— Start RECORDS SUPPLIED —

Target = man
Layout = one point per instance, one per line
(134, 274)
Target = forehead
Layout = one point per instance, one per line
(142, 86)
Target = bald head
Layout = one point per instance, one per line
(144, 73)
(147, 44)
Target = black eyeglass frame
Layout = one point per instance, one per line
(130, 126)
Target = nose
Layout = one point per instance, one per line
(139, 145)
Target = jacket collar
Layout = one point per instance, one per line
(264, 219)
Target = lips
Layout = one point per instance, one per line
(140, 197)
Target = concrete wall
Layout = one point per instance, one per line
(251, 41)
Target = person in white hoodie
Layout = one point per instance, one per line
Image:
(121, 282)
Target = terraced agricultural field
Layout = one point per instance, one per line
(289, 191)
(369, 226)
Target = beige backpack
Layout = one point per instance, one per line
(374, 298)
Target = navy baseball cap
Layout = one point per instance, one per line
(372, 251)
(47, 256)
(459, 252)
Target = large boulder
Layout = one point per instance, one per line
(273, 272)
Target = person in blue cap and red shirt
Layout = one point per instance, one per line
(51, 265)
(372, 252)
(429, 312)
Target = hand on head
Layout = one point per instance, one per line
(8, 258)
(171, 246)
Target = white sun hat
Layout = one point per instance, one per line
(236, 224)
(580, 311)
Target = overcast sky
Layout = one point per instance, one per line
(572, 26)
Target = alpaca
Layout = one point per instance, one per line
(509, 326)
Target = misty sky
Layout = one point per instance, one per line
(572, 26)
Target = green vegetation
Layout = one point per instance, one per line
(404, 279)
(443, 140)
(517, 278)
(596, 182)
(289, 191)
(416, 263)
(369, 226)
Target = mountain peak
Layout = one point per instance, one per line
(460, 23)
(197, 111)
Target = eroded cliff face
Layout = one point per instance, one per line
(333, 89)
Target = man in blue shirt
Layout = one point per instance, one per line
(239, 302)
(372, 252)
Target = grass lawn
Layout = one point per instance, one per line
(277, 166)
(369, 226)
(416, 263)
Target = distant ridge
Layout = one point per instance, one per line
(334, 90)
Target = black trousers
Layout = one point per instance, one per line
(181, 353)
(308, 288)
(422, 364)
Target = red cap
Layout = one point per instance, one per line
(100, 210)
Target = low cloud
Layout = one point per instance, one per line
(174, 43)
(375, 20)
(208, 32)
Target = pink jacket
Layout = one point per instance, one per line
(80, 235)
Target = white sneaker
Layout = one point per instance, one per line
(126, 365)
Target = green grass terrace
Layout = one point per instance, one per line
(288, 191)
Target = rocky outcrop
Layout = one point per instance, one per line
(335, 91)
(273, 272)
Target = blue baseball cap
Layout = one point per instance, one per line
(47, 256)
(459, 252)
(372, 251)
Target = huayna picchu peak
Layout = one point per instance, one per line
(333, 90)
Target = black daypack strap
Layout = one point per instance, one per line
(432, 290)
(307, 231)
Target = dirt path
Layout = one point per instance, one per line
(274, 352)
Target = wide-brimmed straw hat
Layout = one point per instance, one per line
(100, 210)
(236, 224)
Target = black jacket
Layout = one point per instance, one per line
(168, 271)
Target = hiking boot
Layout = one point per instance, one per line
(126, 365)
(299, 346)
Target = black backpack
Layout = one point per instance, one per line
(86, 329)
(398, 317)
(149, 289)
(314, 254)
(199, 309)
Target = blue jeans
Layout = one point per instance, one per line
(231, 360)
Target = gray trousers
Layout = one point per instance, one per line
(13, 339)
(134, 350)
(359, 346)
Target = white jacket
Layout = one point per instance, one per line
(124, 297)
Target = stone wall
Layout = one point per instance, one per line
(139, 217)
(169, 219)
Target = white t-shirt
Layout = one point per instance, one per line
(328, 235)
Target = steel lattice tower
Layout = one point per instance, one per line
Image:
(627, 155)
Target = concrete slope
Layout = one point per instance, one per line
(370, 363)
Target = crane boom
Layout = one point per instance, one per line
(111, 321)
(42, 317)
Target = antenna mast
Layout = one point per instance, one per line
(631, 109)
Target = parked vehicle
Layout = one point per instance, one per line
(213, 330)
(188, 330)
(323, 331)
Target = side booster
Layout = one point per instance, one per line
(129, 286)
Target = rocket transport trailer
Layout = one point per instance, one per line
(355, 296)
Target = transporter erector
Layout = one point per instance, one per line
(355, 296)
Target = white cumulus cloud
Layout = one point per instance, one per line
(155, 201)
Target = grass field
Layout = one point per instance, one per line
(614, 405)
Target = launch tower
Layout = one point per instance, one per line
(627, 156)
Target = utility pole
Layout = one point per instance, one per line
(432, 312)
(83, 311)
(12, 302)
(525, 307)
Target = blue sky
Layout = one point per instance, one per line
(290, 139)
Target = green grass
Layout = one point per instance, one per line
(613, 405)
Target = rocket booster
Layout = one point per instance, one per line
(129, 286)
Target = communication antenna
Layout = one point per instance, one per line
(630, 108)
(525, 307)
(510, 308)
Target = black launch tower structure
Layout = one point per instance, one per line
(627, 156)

— End RECORDS SUPPLIED —

◆ GOAL OF THE EXERCISE
Generate an exact reproduction of all entries.

◆ COMPLETED EXERCISE
Target = man
Layout = one point per instance, one per line
(134, 274)
Target = forehead
Layout = one point per instance, one per line
(142, 86)
Target = bald head
Layout = one point per instance, one per line
(144, 73)
(147, 44)
Target = black eyeglass frame
Layout = one point per instance, one per line
(130, 126)
Target = nose
Layout = one point per instance, one per line
(139, 145)
Target = jacket collar
Layout = one point per instance, one per line
(264, 219)
Target = lips
Layout = one point per instance, one per line
(140, 197)
Target = concrete wall
Layout = one point per instance, one per line
(251, 41)
Target = person in white hoodie
Layout = one point per instance, one per line
Image:
(121, 282)
Target = terraced agricultural field
Layout = one point per instance, one per line
(289, 191)
(369, 226)
Target = beige backpack
Layout = one point per instance, one per line
(374, 298)
Target = navy baseball cap
Layout = one point per instance, one per line
(372, 251)
(47, 256)
(459, 252)
Target = large boulder
Layout = one point per instance, one per line
(273, 272)
Target = person in blue cap and red shirt
Layout = one point per instance, one per line
(51, 265)
(372, 252)
(429, 312)
Target = hand on head
Layout = one point per instance, one per line
(8, 258)
(171, 246)
Target = white sun hat
Layout = one point per instance, one per line
(236, 224)
(580, 311)
Target = overcast sky
Layout = one point per instance, one per line
(572, 26)
Target = alpaca
Layout = one point per instance, one per line
(509, 326)
Target = misty sky
Layout = one point per instance, one per line
(572, 26)
Target = green vegetation
Layout = one point per instance, one per line
(404, 279)
(443, 140)
(517, 278)
(596, 182)
(289, 191)
(416, 263)
(369, 226)
Target = mountain peak
Layout = one point per instance, one per line
(460, 23)
(197, 111)
Target = eroded cliff face
Layout = one point per instance, one per line
(333, 89)
Target = man in blue shirt
Layout = one point per instance, one per line
(239, 302)
(372, 252)
Target = grass lawn
Layout = one point per instance, one per line
(277, 166)
(369, 226)
(416, 263)
Target = distant ridge
Layout = one point per instance, one per line
(334, 90)
Target = black trousers
Layout = one point per instance, one per line
(181, 353)
(308, 288)
(422, 364)
Target = red cap
Layout = one point per instance, one per line
(100, 210)
Target = low cloud
Layout = one point per instance, one per line
(174, 43)
(375, 20)
(208, 32)
Target = pink jacket
Layout = one point per instance, one per line
(80, 235)
Target = white sneaker
Layout = one point per instance, one per line
(126, 365)
Target = green grass terrace
Layout = one point per instance, one per line
(288, 191)
Target = rocky outcrop
Layout = one point per instance, one per line
(335, 91)
(273, 272)
Target = blue baseball cap
Layout = one point per instance, one per line
(47, 256)
(459, 252)
(372, 251)
Target = huayna picchu peak
Layout = one point per instance, one per line
(333, 90)
Target = black daypack strap
Layout = one point per instance, one per line
(432, 290)
(307, 231)
Target = dirt path
Layout = one point per instance, one per line
(274, 352)
Target = wide-brimmed straw hat
Layout = one point per instance, one per line
(100, 210)
(236, 224)
Target = black jacket
Layout = one point per instance, one per line
(168, 271)
Target = hiking boot
Layout = one point per instance, one per line
(126, 365)
(299, 346)
Target = black backpack
Layout = one point per instance, one per line
(86, 329)
(398, 317)
(149, 289)
(314, 254)
(199, 309)
Target = blue jeans
Layout = one point per instance, one per line
(231, 360)
Target = gray trousers
Layout = one point per instance, one per line
(13, 339)
(134, 350)
(359, 346)
Target = white jacket
Layout = one point per instance, one per line
(124, 297)
Target = stone wall
Layout = one point per instance, one per line
(139, 217)
(169, 219)
Target = white t-shirt
Layout = one point per instance, one per line
(328, 235)
Target = steel lattice tower
Layout = one point per instance, one per line
Image:
(627, 155)
Target = concrete slope
Layout = one point per instance, one per line
(370, 363)
Target = crane boom
Layout = one point per instance, one per line
(111, 321)
(42, 317)
Target = antenna mast
Layout = one point per instance, one per line
(631, 109)
Target = parked vehicle
Layout = one point per instance, one per line
(213, 330)
(188, 330)
(323, 331)
Target = side booster
Layout = one point per instance, one per line
(129, 286)
Target = rocket transport trailer
Layout = one point per instance, one per line
(355, 296)
Target = transporter erector
Layout = one point per instance, one per line
(355, 296)
Target = white cumulus cloud
Layout = one point per instance, one per line
(155, 201)
Target = grass field
Layout = one point per instance, one per line
(614, 405)
Target = launch tower
Layout = one point per instance, one per line
(627, 156)
Target = utility pole
Layout = one point per instance, one per line
(432, 312)
(83, 311)
(12, 302)
(525, 307)
Target = blue sky
Layout = one point per instance, one per line
(290, 139)
Target = green grass
Layout = one point per instance, one per line
(613, 405)
Target = rocket booster
Layout = one point per instance, one per line
(129, 286)
Target = communication antenna
Layout = one point per instance, one per line
(630, 108)
(525, 307)
(510, 308)
Target = black launch tower structure
Layout = one point per instance, one per line
(627, 156)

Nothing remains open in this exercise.